**Work to complete**:
Reproduce every one of the rows below character for character.

**Records for the task**:
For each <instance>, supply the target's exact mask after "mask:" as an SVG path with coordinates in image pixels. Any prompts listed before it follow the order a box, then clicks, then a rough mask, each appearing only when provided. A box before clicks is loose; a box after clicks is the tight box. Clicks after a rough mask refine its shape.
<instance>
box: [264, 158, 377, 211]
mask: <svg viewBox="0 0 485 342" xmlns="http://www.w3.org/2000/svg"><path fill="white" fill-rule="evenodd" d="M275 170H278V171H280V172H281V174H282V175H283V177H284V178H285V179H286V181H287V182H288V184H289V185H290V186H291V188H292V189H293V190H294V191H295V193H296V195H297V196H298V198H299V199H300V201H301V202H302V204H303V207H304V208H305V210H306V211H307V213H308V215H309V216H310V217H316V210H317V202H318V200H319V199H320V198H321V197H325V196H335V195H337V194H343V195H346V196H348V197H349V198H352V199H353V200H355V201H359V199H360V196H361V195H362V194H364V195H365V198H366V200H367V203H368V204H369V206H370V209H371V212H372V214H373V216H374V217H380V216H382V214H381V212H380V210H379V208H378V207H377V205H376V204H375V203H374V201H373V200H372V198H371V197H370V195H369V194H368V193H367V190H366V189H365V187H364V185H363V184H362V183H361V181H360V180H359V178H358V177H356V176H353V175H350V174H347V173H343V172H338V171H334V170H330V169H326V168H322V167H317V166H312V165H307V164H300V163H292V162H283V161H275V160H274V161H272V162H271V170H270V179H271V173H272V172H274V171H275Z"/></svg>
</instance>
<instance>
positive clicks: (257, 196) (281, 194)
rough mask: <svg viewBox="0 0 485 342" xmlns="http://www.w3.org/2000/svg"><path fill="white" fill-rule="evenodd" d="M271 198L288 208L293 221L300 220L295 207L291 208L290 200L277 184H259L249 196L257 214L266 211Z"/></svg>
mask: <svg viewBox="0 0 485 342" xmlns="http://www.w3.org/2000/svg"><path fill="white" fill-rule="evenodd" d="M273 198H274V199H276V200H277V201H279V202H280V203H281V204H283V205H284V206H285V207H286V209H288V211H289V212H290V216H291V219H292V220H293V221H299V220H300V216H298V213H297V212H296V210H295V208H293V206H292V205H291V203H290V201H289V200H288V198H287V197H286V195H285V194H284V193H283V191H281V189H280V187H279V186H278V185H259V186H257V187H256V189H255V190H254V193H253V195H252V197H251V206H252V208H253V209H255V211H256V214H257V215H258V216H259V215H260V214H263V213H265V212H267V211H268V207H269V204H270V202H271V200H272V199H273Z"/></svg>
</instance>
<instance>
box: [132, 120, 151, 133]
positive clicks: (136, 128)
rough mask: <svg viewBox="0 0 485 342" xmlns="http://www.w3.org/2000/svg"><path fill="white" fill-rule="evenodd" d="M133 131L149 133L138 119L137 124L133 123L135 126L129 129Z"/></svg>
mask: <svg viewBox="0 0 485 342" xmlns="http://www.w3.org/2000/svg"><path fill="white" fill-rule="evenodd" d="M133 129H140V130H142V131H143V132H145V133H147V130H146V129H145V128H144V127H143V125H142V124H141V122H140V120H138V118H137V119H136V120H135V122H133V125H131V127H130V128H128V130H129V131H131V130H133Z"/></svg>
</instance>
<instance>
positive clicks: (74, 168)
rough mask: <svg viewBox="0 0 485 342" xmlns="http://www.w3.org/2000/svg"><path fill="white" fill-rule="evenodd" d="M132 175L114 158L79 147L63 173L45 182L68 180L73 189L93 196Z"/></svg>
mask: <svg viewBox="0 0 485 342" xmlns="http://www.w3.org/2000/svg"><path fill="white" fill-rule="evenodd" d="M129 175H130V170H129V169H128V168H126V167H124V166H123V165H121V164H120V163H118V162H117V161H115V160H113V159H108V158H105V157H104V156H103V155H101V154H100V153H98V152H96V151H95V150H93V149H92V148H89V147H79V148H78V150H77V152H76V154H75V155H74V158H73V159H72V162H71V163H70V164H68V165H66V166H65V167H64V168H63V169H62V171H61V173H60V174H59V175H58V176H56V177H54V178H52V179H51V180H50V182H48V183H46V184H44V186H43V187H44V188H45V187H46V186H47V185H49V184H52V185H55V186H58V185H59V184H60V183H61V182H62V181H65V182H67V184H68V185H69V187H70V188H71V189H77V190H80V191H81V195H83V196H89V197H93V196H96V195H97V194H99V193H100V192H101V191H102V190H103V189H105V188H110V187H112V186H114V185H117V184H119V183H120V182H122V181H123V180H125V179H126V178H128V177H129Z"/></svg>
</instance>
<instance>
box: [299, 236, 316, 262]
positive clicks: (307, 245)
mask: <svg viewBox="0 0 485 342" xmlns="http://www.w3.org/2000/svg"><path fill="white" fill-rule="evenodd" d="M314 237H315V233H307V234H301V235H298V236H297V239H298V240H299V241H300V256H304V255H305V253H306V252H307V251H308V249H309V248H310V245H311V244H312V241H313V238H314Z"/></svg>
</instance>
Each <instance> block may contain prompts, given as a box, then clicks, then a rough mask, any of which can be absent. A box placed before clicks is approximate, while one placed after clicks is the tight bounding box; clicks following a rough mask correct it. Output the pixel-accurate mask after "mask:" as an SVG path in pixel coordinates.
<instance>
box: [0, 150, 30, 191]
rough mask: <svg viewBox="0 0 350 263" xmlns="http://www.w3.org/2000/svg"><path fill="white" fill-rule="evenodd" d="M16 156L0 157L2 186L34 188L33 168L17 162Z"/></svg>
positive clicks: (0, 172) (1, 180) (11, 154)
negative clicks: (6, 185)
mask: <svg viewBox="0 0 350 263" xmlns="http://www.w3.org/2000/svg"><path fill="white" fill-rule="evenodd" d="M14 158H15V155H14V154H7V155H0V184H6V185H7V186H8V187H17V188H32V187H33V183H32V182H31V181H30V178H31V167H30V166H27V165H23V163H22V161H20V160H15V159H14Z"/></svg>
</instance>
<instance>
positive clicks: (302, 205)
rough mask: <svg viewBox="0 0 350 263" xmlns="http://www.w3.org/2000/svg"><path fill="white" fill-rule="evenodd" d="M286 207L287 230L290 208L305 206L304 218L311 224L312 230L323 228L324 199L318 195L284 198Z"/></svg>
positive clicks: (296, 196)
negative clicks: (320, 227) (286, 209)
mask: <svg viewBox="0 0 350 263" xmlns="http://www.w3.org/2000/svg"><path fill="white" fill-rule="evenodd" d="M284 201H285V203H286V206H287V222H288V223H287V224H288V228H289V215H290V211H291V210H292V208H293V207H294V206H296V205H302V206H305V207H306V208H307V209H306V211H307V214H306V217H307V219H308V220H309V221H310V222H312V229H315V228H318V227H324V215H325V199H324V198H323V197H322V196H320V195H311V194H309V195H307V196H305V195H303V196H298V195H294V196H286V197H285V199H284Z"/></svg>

**Exercise response**:
For each <instance>, supply the target's exact mask after "mask:" as an SVG path with coordinates in image pixels. Any prompts listed before it follow the order a box, then clicks, then a rough mask, each appearing only when provided. A box before clicks is loose; a box after clicks is the tight box. Clicks after a rough mask refine its shape.
<instance>
box: [264, 158, 377, 211]
mask: <svg viewBox="0 0 485 342" xmlns="http://www.w3.org/2000/svg"><path fill="white" fill-rule="evenodd" d="M275 170H278V171H280V172H281V174H282V175H283V177H284V178H285V179H286V181H287V182H288V184H289V185H290V186H291V188H292V189H293V190H294V191H295V193H296V195H297V196H298V198H299V199H300V201H301V202H302V204H303V207H304V208H305V210H306V211H307V213H308V215H309V216H310V217H316V210H317V202H318V200H319V199H320V198H321V197H325V196H335V195H337V194H343V195H346V196H348V197H349V198H352V199H353V200H355V201H359V199H360V196H361V195H362V194H364V195H365V198H366V200H367V203H368V204H369V206H370V209H371V212H372V214H373V216H374V217H380V216H382V214H381V212H380V210H379V208H378V207H377V205H376V204H375V203H374V201H373V200H372V198H371V197H370V195H369V194H368V193H367V190H366V189H365V187H364V185H363V184H362V183H361V181H360V180H359V178H358V177H356V176H353V175H350V174H347V173H343V172H338V171H334V170H330V169H326V168H322V167H317V166H312V165H307V164H300V163H292V162H283V161H275V160H274V161H272V162H271V170H270V179H271V173H272V172H274V171H275Z"/></svg>
</instance>
<instance>
positive clicks: (257, 196) (281, 194)
rough mask: <svg viewBox="0 0 485 342" xmlns="http://www.w3.org/2000/svg"><path fill="white" fill-rule="evenodd" d="M271 198L288 208L293 221L300 220L295 207L291 208L290 200L277 184H259L249 196L257 214L266 211Z"/></svg>
mask: <svg viewBox="0 0 485 342" xmlns="http://www.w3.org/2000/svg"><path fill="white" fill-rule="evenodd" d="M273 198H274V199H276V200H277V201H279V202H280V203H281V204H283V205H284V206H285V207H286V209H288V211H289V212H290V216H291V219H292V220H293V221H299V220H300V216H298V213H297V212H296V210H295V208H293V206H292V205H291V203H290V201H289V200H288V198H287V197H286V195H285V194H284V193H283V191H281V189H280V187H279V186H278V185H259V186H257V187H256V189H255V190H254V193H253V195H252V197H251V206H252V208H253V209H255V211H256V214H257V215H258V216H259V215H260V214H263V213H265V212H267V211H268V207H269V204H270V202H271V200H272V199H273Z"/></svg>
</instance>
<instance>
box: [132, 120, 151, 133]
positive clicks: (136, 128)
rough mask: <svg viewBox="0 0 485 342" xmlns="http://www.w3.org/2000/svg"><path fill="white" fill-rule="evenodd" d="M133 131L149 133L138 119L137 124L133 123L135 126L129 129Z"/></svg>
mask: <svg viewBox="0 0 485 342" xmlns="http://www.w3.org/2000/svg"><path fill="white" fill-rule="evenodd" d="M133 129H140V130H142V131H143V132H145V133H147V130H146V129H145V128H144V127H143V125H142V124H141V122H140V120H138V118H137V119H136V120H135V122H133V125H131V127H130V128H128V130H129V131H131V130H133Z"/></svg>
</instance>
<instance>
positive clicks: (74, 168)
rough mask: <svg viewBox="0 0 485 342" xmlns="http://www.w3.org/2000/svg"><path fill="white" fill-rule="evenodd" d="M132 175L114 158L79 147L63 173L45 182L68 180L73 189L93 196Z"/></svg>
mask: <svg viewBox="0 0 485 342" xmlns="http://www.w3.org/2000/svg"><path fill="white" fill-rule="evenodd" d="M129 175H130V170H129V169H128V168H126V167H124V166H123V165H121V164H120V163H118V162H117V161H115V160H113V159H108V158H105V157H104V156H103V155H101V154H100V153H98V152H96V151H95V150H93V149H92V148H89V147H79V148H78V150H77V152H76V154H75V155H74V158H73V159H72V162H71V163H70V164H68V165H66V166H65V167H64V168H63V169H62V171H61V173H60V174H59V175H58V176H56V177H54V178H52V179H51V180H50V182H48V183H46V184H44V186H43V187H44V188H45V187H46V186H47V185H49V184H52V185H55V186H58V185H59V184H60V183H61V182H62V181H65V182H67V184H68V185H69V187H70V188H71V189H77V190H80V191H81V195H83V196H89V197H93V196H96V195H97V194H99V193H100V192H101V191H102V190H103V189H105V188H110V187H112V186H114V185H117V184H119V183H120V182H122V181H123V180H125V179H126V178H128V177H129Z"/></svg>
</instance>
<instance>
box: [299, 236, 316, 262]
positive clicks: (307, 245)
mask: <svg viewBox="0 0 485 342" xmlns="http://www.w3.org/2000/svg"><path fill="white" fill-rule="evenodd" d="M314 237H315V233H307V234H301V235H298V236H297V239H298V240H299V241H300V256H304V255H305V253H306V252H307V251H308V249H309V248H310V245H311V244H312V241H313V238H314Z"/></svg>
</instance>
Each <instance> block may contain prompts, given as a box, then clicks, then a rough mask, any of which can be absent. A box placed before clicks is approximate, while one placed after clicks is the tight bounding box; clicks following a rough mask correct it. Output the pixel-accurate mask after "mask:" as an SVG path in pixel coordinates.
<instance>
box: [0, 150, 30, 191]
rough mask: <svg viewBox="0 0 350 263" xmlns="http://www.w3.org/2000/svg"><path fill="white" fill-rule="evenodd" d="M16 156L0 157L2 186L34 188L33 168L17 162Z"/></svg>
positive clicks: (0, 172) (1, 180) (11, 154)
negative clicks: (6, 185)
mask: <svg viewBox="0 0 350 263" xmlns="http://www.w3.org/2000/svg"><path fill="white" fill-rule="evenodd" d="M14 158H15V155H14V154H7V155H0V184H6V185H7V186H8V187H17V188H32V187H33V183H32V182H31V181H30V178H31V167H30V166H27V165H23V163H22V161H20V160H15V159H14Z"/></svg>
</instance>
<instance>
positive clicks: (302, 205)
rough mask: <svg viewBox="0 0 350 263" xmlns="http://www.w3.org/2000/svg"><path fill="white" fill-rule="evenodd" d="M286 207L287 230L290 208L305 206L304 218L311 224L312 230L323 228L324 199L318 195L284 198Z"/></svg>
positive clicks: (296, 196)
negative clicks: (320, 227) (286, 209)
mask: <svg viewBox="0 0 350 263" xmlns="http://www.w3.org/2000/svg"><path fill="white" fill-rule="evenodd" d="M284 201H285V203H286V206H287V222H288V223H287V224H288V228H289V215H290V211H291V210H292V208H293V207H294V206H296V205H302V206H305V207H306V208H307V209H306V211H307V214H306V217H307V219H308V220H309V221H310V222H312V229H315V228H318V227H324V215H325V199H324V198H323V197H322V196H320V195H311V194H309V195H307V196H305V195H303V196H298V195H294V196H286V197H285V199H284Z"/></svg>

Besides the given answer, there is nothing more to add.